Task - Pick up the explainer on Twitter's poison pill plan after its last sentence and keep writing.

** BEGIN Article **

Twitter’s board of directors adopted a poison pill plan which, taken out of context, sounds a bit dramatic.
People – seriously?
It was just a tweet.
So what is a poison pill and why are people in suits talking about them?
Sometimes companies buy other companies – they stage a takeover.
If that takeover is negotiated with the company’s board of directors, a company’s sold relatively drama-free, but if not it’s a hostile takeover.
Now companies might reject a takeover for any variety of reasons, even if the deal appears profitable and could apparently benefit shareholders.
It’s possible the takeover could fail – that’s a bad look.
There’s also other considerations like how employees will be affected or, in Twitter’s case, the user base – the Tweeters!
Protect the Tweeters!
Whatever it may be, one option companies have is a poison pill plan.
There’s no cyanide – a poison pill plan is pretty transactional:
If an investor, the one taking over the company, reaches a certain threshold of ownership – in Elon’s case, 15% – companies give their shareholders the right to purchase additional shares at a discount.

** END Article **
** BEGIN Provided data **

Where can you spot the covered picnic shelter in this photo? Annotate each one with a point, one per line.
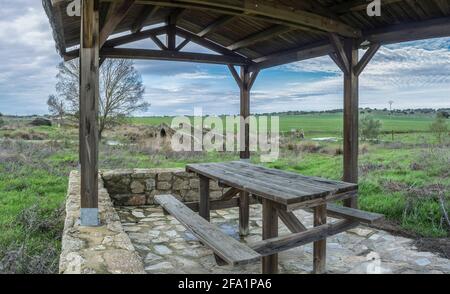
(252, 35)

** END Provided data **
** BEGIN Provided data **

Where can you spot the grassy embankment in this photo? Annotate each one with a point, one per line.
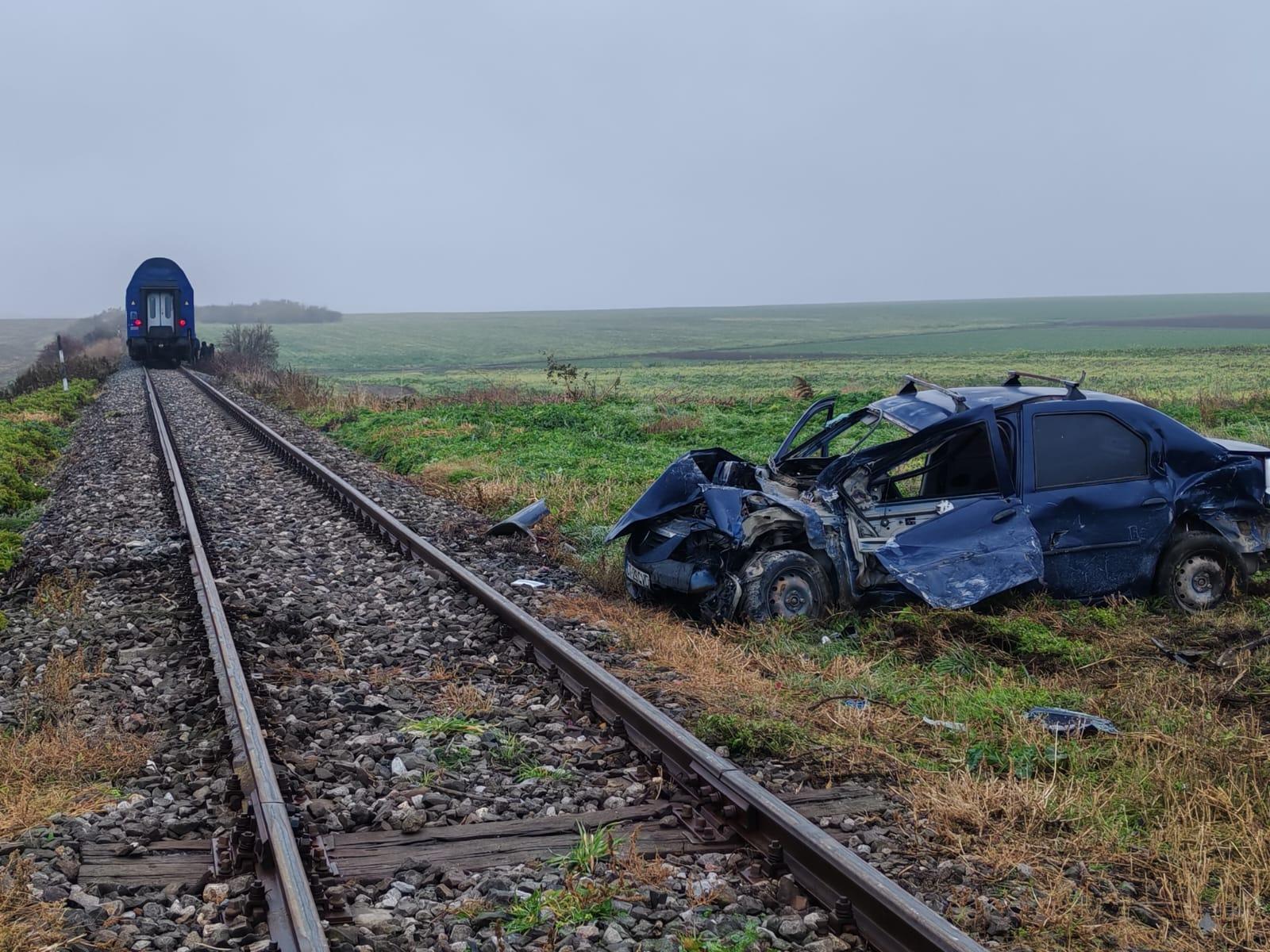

** END Provided data **

Written answer -
If Elon were to hit that 15%, Twitter would offer its shareholders the option to pay 210 dollars for 420 dollars worth of newly issued Twitter stock at the current market price.
With a deal like that, shareholders are bound to load up.
As more shares are issued, Elon’s ownership percentage would drop and to maintain that percentage, more money would be required.
Now his takeover starts to feel like taking a poison pill.
And people don’t talk about this: although the poison kills you there’s also like a really gassy bloated uncomfortable part.
You don’t want that.
The mere threat of a poison pill tends to be an effective defence.
The plans are actually rarely triggered, which can be a good thing:
Issuing more shares can dilute all of the other shareholders’ stakes, too requiring everyone to put more money in to maintain their stake.
Poison pill plans actually aren’t that unusual – about two percent of S&P 500 companies had poison pill plans as of April 2020.
In 2012, Netflix adopted a poison pill plan to fend off activist investor Carl Icahn who was potentially angling to pawn Netflix off to one of the tech giants.
Recently, Kohl’s joined the pill gang after some buyout offers, which they said (quote): “did not adequately reflect Kohl’s future growth”, reports Reuters.
Poison pill plans aren’t exactly spy movie levels of thrilling but they are effective tools in a company’s arsenal when facing a buyout that isn’t quite at the corner of happy and healthy.
Oh, that’s just iron.
This is a poison pill.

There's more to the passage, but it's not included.